(Records excerpted from a collection)
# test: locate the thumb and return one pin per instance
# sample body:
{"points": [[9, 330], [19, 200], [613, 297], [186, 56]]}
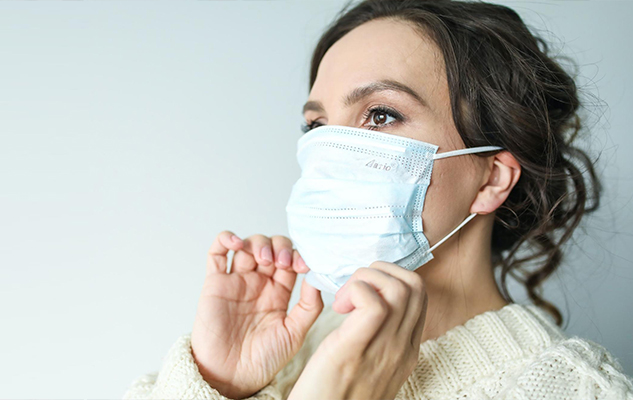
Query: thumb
{"points": [[305, 312]]}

§ **Exercise instructions**: Write out every line of the records above again, offsetting each coordinate in the answers by 118 while keeping the sample coordinates unchanged. Leave the pictures out.

§ **The result**:
# test: locate the thumb and return one pin per instance
# sample body:
{"points": [[9, 330], [19, 200], [613, 297], [186, 56]]}
Query: thumb
{"points": [[423, 430]]}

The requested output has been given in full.